* **Problem requirements**: Return the wording of the colorectal tumor EGFR text between "Clinical, biological and" and "(O) p53 expression.", inclusive, copied word for word.

Prognostic implications of EGFR protein expression in sporadic colorectal tumors: Correlation with copy number status, mRNA levels and miRNA regulation

Abstract

Sporadic colorectal cancer (sCRC) is the third most frequent cancer worldwide and the second most common cause of cancer-related deaths (mainly due metastatic dissemination). We investigated the immunohistochemical expression of frequently altered proteins in primary tumors from 51 patients (25 liver metastatic and 26 non-metastatic cases) with a median 103 months follow-up (103 months). We evaluated EGFR copy number (using SNP arrays and FISH) and its expression and regulation (by mRNA and miRNA arrays). We found differences between metastatic and non-metastatic sCRCs for MLH1 (p = 0.05), PMS2 (p = 0.02), CEA (p < 0.001) and EGFR (p < 0.001) expression. EGFR expression was associated with lymph node metastases (p = 0.001), liver metastases at diagnosis (p < 0.001), and advanced stage (p < 0.001). There were associations between EGFR expression-, EGFR gene copy number- and EGFR mRNA levels. We found potential interactions of two miRNAs targeting EGFR expression, (miR-134 and miR-4328, in non-metastatic and metastatic tumors, respectively). EGFR expression was associated with a worse outcome (p = 0.005). Multivariate analysis of prognostic factors for overall survival identified that, the expression of EGFR expression (p = 0.047) and pTNM stage (p < 0.001) predicted an adverse outcome. EGFR expression could be regulated by amplification or polysomies (in metastatic tumors), or miRNAs (miRNA-134, in non-metastatic tumors). EGFR expression in sCRC appears to be related to metastases and poor outcome.

Figure 1

Clinical, biological and immunohistochemical markers of sCRC patients showing the impact on overall survival in the univariate analysis: (A) Age, (B) gender, (C) site of primary tumor, (D) TNM stage at diagnosis, (E) tumor size, (F) carcinoembryonic antigen (CEA) serum levels, (G) microsatellite instability, (H) EGFR expression, (I) β-catenin expression, (J) CEA expression, (K) c-Myc expression, (M) Her2 expression, (N) Ki-67 expression, and (O) p53 expression.

Dataset entries
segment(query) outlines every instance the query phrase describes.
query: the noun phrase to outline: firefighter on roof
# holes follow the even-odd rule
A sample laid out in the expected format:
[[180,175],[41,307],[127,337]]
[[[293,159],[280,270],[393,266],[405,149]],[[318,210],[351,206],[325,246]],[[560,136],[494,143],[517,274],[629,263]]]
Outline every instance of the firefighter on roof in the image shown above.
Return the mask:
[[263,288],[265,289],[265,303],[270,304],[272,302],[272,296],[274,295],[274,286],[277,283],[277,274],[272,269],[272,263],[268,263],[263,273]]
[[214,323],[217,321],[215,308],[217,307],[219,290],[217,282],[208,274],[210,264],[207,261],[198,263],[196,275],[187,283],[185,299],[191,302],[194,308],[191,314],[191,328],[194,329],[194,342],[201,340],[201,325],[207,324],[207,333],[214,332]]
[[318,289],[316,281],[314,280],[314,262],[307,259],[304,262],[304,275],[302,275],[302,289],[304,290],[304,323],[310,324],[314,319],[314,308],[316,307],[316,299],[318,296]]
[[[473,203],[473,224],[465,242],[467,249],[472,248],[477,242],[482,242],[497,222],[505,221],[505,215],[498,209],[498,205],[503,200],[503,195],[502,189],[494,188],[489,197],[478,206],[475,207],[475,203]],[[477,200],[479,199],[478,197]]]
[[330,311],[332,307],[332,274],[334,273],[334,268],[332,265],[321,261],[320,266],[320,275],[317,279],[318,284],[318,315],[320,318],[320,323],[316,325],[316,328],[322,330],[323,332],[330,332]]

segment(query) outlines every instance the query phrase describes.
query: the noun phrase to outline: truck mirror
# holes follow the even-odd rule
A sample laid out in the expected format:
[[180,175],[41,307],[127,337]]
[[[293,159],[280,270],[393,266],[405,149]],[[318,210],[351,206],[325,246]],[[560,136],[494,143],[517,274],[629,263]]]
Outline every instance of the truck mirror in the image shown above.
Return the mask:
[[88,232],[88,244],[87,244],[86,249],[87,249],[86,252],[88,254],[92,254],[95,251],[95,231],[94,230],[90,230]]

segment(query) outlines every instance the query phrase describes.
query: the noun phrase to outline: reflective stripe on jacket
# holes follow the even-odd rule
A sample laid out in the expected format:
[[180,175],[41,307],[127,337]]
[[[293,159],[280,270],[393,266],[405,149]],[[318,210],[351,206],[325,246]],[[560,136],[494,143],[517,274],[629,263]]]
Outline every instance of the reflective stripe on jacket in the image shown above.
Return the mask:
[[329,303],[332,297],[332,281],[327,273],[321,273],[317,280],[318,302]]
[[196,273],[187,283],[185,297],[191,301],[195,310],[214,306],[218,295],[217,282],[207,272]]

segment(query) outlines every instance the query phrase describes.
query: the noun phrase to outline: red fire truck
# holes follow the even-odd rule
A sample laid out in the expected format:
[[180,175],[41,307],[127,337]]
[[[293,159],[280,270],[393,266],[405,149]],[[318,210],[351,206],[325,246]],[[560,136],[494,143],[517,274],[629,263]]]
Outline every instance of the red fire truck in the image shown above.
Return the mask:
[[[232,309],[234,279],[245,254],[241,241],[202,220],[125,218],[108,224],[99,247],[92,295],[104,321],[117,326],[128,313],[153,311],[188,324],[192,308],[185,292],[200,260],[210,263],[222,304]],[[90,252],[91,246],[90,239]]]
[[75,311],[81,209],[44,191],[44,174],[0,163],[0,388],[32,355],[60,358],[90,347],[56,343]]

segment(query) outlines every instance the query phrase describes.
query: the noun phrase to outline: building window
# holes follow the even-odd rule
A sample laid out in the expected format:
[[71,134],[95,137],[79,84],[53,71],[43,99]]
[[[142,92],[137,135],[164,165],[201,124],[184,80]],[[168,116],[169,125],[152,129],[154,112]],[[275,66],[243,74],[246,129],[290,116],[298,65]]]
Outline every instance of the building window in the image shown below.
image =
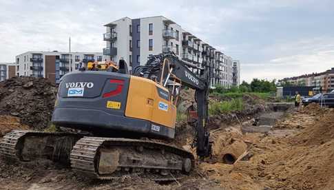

* **Final answer**:
Clinical, biological and immunohistochemical markers of sCRC patients showing the impact on overall survival in the univariate analysis: (A) Age, (B) gender, (C) site of primary tumor, (D) TNM stage at diagnosis, (E) tumor size, (F) carcinoembryonic antigen (CEA) serum levels, (G) microsatellite instability, (H) EGFR expression, (I) β-catenin expression, (J) CEA expression, (K) c-Myc expression, (M) Her2 expression, (N) Ki-67 expression, and (O) p53 expression.